▶ **PROBLEM DESCRIPTION**:
Reproduce every line of the items below in full, requests included, but shift each bounding-box coordinate in the answers up by 75. Leave the numbers in the requests and their sample outputs unchanged.

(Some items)
---+---

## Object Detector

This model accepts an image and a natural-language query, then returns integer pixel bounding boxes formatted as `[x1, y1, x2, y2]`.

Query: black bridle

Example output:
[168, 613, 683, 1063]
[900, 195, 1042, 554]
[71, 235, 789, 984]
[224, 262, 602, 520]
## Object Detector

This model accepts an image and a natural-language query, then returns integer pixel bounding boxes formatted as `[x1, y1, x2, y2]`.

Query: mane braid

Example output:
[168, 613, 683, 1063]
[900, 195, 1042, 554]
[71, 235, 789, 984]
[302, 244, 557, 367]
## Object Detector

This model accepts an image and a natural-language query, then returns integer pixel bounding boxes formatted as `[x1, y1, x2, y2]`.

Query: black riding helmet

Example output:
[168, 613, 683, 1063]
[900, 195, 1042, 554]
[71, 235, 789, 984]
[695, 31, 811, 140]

---+---

▶ **COMPLETED TASK**:
## Object Detector

This model accepts an image and a natural-language query, then returns integer pixel bounding boxes formatted as `[x1, y1, x2, y2]`.

Query: black bridle

Example output:
[168, 613, 683, 1063]
[900, 195, 1042, 554]
[71, 235, 789, 984]
[299, 337, 677, 595]
## Object Detector

This model accepts an image and a natural-language query, then returns integer pixel bounding boxes formatted as `[x1, y1, x2, y2]`.

Query: mane braid

Example output:
[168, 613, 683, 1063]
[900, 195, 1042, 554]
[71, 235, 789, 984]
[377, 319, 632, 442]
## Object Detector

This model accepts an image and a natural-language query, then returns integer pixel bounding boxes formatted as `[x1, y1, x2, y2]`.

Query: black riding helmet

Example output:
[168, 613, 683, 1063]
[900, 195, 1042, 554]
[71, 235, 789, 984]
[770, 106, 886, 215]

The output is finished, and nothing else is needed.